Welche Zeilen der Daten unten enthalten das Wort „glass“? Ziehen Sie jede davon heraus und geben Sie sie unverändert wieder.

[Datensatzzeilen zum Zeigen auf Objekte]
::::::::::
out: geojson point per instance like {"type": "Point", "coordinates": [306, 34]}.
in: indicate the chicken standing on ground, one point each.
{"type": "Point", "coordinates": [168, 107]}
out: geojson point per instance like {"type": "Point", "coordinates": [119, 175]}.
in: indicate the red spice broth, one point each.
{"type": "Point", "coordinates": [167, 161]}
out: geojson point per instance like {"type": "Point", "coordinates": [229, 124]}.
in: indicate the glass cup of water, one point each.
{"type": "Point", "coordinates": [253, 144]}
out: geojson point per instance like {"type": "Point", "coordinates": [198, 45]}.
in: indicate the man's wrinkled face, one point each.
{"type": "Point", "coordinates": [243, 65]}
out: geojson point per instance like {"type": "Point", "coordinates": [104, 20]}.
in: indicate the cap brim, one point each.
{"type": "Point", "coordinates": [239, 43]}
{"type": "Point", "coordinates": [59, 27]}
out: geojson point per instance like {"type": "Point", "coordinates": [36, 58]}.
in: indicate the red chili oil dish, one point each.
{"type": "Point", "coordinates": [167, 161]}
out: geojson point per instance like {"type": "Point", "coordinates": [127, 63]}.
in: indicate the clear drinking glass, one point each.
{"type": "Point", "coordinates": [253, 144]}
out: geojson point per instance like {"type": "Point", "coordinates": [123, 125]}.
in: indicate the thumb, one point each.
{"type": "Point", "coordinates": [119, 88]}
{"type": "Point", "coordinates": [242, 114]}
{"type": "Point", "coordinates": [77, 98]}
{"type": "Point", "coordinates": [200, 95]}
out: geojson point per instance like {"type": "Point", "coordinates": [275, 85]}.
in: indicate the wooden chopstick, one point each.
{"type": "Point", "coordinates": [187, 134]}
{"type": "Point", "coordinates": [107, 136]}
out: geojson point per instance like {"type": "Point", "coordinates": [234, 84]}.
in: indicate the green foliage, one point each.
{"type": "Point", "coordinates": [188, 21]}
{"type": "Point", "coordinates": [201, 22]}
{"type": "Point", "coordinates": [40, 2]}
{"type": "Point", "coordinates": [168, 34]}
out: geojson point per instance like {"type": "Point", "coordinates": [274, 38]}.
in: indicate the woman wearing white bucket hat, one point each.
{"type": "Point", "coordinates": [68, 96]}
::::::::::
# Erwartete Antwort
in: indicate the glass cup of water, one point each.
in: indicate the clear drinking glass, one point each.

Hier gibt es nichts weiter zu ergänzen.